---- MATERIAL FOR THE TASK

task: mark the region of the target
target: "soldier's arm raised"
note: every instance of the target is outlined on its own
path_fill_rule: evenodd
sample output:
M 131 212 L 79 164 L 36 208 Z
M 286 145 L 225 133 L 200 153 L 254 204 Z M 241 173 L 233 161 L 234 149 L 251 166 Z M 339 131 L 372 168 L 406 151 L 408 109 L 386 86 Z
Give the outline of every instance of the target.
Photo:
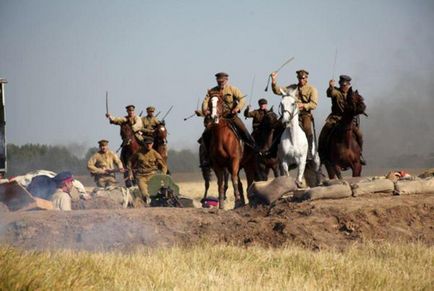
M 157 163 L 158 163 L 158 168 L 160 169 L 161 172 L 163 172 L 164 175 L 167 174 L 167 165 L 164 162 L 163 158 L 161 157 L 161 155 L 157 152 L 155 152 L 155 155 L 157 157 Z
M 89 172 L 90 172 L 92 175 L 104 174 L 104 173 L 105 173 L 105 170 L 104 170 L 104 169 L 97 168 L 97 167 L 95 166 L 95 163 L 96 163 L 96 157 L 95 157 L 95 156 L 92 156 L 92 157 L 89 159 L 89 161 L 87 162 L 87 169 L 89 170 Z
M 209 98 L 210 98 L 210 96 L 209 96 L 209 90 L 208 90 L 208 92 L 207 92 L 207 94 L 206 94 L 206 96 L 205 96 L 205 98 L 203 99 L 203 102 L 202 102 L 202 113 L 204 115 L 206 115 L 208 113 L 208 110 L 209 110 L 208 109 Z
M 339 97 L 340 91 L 335 87 L 335 81 L 329 81 L 329 87 L 327 88 L 327 97 L 336 98 Z
M 117 125 L 121 125 L 125 122 L 127 122 L 128 120 L 125 117 L 111 117 L 110 118 L 110 123 L 111 124 L 117 124 Z
M 234 108 L 234 111 L 241 111 L 244 108 L 244 105 L 246 105 L 245 96 L 238 88 L 234 88 L 232 94 L 234 96 L 234 99 L 238 102 L 237 106 L 235 106 Z
M 271 89 L 273 90 L 273 93 L 276 95 L 282 95 L 283 91 L 285 94 L 288 94 L 288 88 L 286 87 L 280 87 L 277 85 L 277 73 L 273 72 L 271 73 Z
M 124 165 L 122 164 L 121 159 L 118 157 L 117 154 L 112 153 L 113 154 L 113 161 L 114 164 L 116 165 L 116 167 L 118 167 L 119 170 L 124 170 Z

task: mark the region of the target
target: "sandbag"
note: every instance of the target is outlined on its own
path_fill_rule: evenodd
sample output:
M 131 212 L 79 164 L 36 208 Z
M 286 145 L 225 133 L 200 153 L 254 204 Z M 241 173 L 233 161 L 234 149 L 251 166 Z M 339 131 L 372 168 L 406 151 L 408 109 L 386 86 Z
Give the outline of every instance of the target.
M 318 200 L 318 199 L 340 199 L 350 197 L 352 194 L 351 187 L 347 182 L 331 186 L 314 187 L 303 192 L 294 193 L 294 198 L 300 201 L 303 200 Z
M 434 178 L 397 181 L 394 193 L 396 195 L 434 193 Z
M 91 197 L 105 197 L 115 201 L 117 204 L 127 208 L 128 204 L 132 202 L 130 190 L 125 187 L 108 187 L 108 188 L 95 188 Z
M 249 200 L 271 204 L 284 194 L 297 189 L 295 179 L 289 176 L 281 176 L 268 181 L 254 182 L 248 192 Z
M 351 185 L 351 184 L 360 183 L 363 181 L 369 181 L 369 178 L 368 177 L 344 177 L 342 180 L 340 180 L 340 179 L 324 180 L 322 182 L 322 184 L 324 186 L 342 185 L 345 183 L 348 183 Z
M 352 184 L 351 189 L 353 190 L 353 196 L 357 197 L 376 192 L 393 192 L 395 184 L 389 179 L 375 179 Z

--------

**REQUIRED WORK**.
All lines of the material above should be returned unchanged, but no pictures should be included.

**RESULT BELOW**.
task: mark the region of the target
target: "soldier's arm raised"
note: every instance of the target is outlined on its own
path_fill_rule: evenodd
sample output:
M 131 212 L 79 164 L 36 208 Z
M 286 145 L 225 133 L 200 153 L 254 204 Z M 241 173 L 233 161 L 234 149 L 251 166 Z M 339 131 L 372 168 L 406 151 L 408 109 L 386 86 Z
Give the outline of every instance of the target.
Photo:
M 157 163 L 158 163 L 158 168 L 160 169 L 161 172 L 163 172 L 164 175 L 167 174 L 167 165 L 164 162 L 163 158 L 161 157 L 161 155 L 157 152 L 155 152 L 155 155 L 157 157 Z
M 89 172 L 90 172 L 92 175 L 104 174 L 104 173 L 105 173 L 105 170 L 104 170 L 104 169 L 97 168 L 97 167 L 95 166 L 95 163 L 96 163 L 96 157 L 95 157 L 95 156 L 92 156 L 92 157 L 89 159 L 89 161 L 87 162 L 87 169 L 89 170 Z
M 209 98 L 210 98 L 210 96 L 209 96 L 209 90 L 208 90 L 208 92 L 207 92 L 207 94 L 206 94 L 206 96 L 205 96 L 205 98 L 203 99 L 203 102 L 202 102 L 202 113 L 204 115 L 206 115 L 208 113 L 208 110 L 209 110 L 208 109 Z
M 339 97 L 340 91 L 335 87 L 335 81 L 329 81 L 329 87 L 327 88 L 327 97 L 336 98 Z
M 117 125 L 121 125 L 125 122 L 127 122 L 128 120 L 125 117 L 111 117 L 110 118 L 110 123 L 111 124 L 117 124 Z
M 234 108 L 234 111 L 241 111 L 244 108 L 244 105 L 246 105 L 245 96 L 238 88 L 234 88 L 232 94 L 234 96 L 234 99 L 238 102 L 237 106 L 235 106 Z
M 271 89 L 273 90 L 273 93 L 276 95 L 282 95 L 283 91 L 285 94 L 288 94 L 288 88 L 286 87 L 280 87 L 277 85 L 277 73 L 273 72 L 271 73 Z
M 124 165 L 122 164 L 121 159 L 118 157 L 117 154 L 112 153 L 113 154 L 113 161 L 114 164 L 116 165 L 116 167 L 118 167 L 119 170 L 124 170 Z

task: mark the region of the target
target: "sandbag"
note: every instance of the target is outlined on its own
path_fill_rule: evenodd
sample output:
M 131 212 L 79 164 L 36 208 Z
M 286 145 L 225 133 L 200 153 L 254 204 Z M 241 173 L 233 161 L 234 149 L 251 166 Z M 339 131 L 372 168 L 406 151 L 408 109 L 386 86 Z
Give the outline of every instance of the target.
M 318 200 L 318 199 L 340 199 L 350 197 L 352 194 L 351 187 L 347 182 L 331 186 L 314 187 L 303 192 L 294 193 L 294 198 L 300 201 L 303 200 Z
M 434 178 L 397 181 L 394 193 L 396 195 L 434 193 Z
M 91 197 L 105 197 L 115 201 L 117 204 L 127 208 L 128 204 L 132 202 L 130 190 L 125 187 L 108 187 L 108 188 L 95 188 Z
M 249 200 L 271 204 L 284 194 L 297 189 L 295 179 L 289 176 L 281 176 L 268 181 L 254 182 L 248 192 Z
M 351 185 L 351 184 L 360 183 L 363 181 L 369 181 L 369 178 L 368 177 L 344 177 L 342 180 L 340 180 L 340 179 L 324 180 L 322 182 L 322 184 L 324 186 L 342 185 L 345 183 L 348 183 Z
M 352 184 L 351 189 L 353 190 L 353 196 L 357 197 L 376 192 L 393 192 L 395 184 L 389 179 L 375 179 Z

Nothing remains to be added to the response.